▸ **Your instructions**: In the text on freedom of religion in Singapore, what motto is attributed to "religious secularists"?

▸ **Document segment**:
※ ※ ※
Vive la Difference!
“Muslims don't
drink alcohol. Hindus don't eat beef. However, in singapore, they don't try to
prohibit non-Muslims or non-Hindus from consuming alcohol or beef. Why?
Because the freedom of religion exists in singapore. The first aspect of this
freedom is that each of us is free to practise our own faith. The second
aspect, which follows logically, is that we shouldn't impose our own faith on
others.”
You mean the freedom of religion exists so long as you don't exhibit your religious affiliation in places of learning don’t you. I thought that is where the significance of appreciating difference and the value of difference is supposed to be learnt under the supervisory guidance of allegedly intelligent teachers? The latter proscription turns the former into a misconception my friend.
Where one is
forced to comply with the dictates of secularism at the expense of one’s faith,
and especially where the ideal of secularism is enriched and validated by the
infusion of other ways of seeing things, secularism moves from being a watchdog
of perspectival freedom to being an arrogant arbiter of the right way of
thought. Where the adherents of a
particular faith are not allowed to exhibit their religious affiliation in
schools, what we see is the imposition of the belief of ‘religious secularists’
(those who disrespect the beliefs of all whilst practicing their own secular
faith of intolerance in the face of difference – their motto is, ‘No faith is
better than Any Faith’) on 'secular religionists'.(those who respect the beliefs
of all whilst practicing their own faith).
※ ※ ※
▸ **Extracted information**:
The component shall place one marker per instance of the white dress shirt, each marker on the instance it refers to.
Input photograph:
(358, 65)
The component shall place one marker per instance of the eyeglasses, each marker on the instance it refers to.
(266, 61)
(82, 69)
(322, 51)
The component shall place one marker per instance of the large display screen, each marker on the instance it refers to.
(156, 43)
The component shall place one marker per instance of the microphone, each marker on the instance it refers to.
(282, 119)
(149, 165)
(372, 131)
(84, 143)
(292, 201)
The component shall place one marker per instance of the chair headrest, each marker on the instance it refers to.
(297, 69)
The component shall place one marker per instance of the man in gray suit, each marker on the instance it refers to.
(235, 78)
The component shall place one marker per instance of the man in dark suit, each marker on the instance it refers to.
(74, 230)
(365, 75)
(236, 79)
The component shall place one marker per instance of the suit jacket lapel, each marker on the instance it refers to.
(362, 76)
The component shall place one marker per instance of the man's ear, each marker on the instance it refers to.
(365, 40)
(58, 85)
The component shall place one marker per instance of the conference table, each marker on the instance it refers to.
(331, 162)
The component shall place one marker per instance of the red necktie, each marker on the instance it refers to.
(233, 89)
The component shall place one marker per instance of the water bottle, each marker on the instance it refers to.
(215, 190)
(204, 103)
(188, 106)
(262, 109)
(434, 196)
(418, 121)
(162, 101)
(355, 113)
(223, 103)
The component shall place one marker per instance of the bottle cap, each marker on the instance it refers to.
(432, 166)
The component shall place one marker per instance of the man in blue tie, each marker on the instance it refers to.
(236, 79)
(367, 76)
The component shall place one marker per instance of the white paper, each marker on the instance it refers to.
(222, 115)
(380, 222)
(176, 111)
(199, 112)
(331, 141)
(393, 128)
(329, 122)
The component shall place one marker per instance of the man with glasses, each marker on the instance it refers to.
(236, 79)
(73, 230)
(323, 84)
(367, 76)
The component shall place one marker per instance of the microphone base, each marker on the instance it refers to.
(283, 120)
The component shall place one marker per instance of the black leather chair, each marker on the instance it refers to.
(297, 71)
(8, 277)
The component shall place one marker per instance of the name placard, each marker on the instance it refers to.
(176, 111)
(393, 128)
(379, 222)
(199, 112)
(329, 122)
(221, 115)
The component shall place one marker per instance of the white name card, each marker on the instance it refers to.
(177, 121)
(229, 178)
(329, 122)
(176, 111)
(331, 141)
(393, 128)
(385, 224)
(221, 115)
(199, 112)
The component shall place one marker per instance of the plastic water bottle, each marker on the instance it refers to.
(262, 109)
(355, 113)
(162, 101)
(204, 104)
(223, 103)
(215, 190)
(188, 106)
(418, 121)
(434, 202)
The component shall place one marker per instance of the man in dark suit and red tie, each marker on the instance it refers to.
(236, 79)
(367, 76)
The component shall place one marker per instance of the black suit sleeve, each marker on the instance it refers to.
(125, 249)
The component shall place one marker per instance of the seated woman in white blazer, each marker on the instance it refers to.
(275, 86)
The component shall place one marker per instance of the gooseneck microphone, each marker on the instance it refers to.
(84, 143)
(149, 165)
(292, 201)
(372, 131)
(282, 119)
※ ※ ※
▸ **Reply to the task**: 'No faith is better than Any Faith'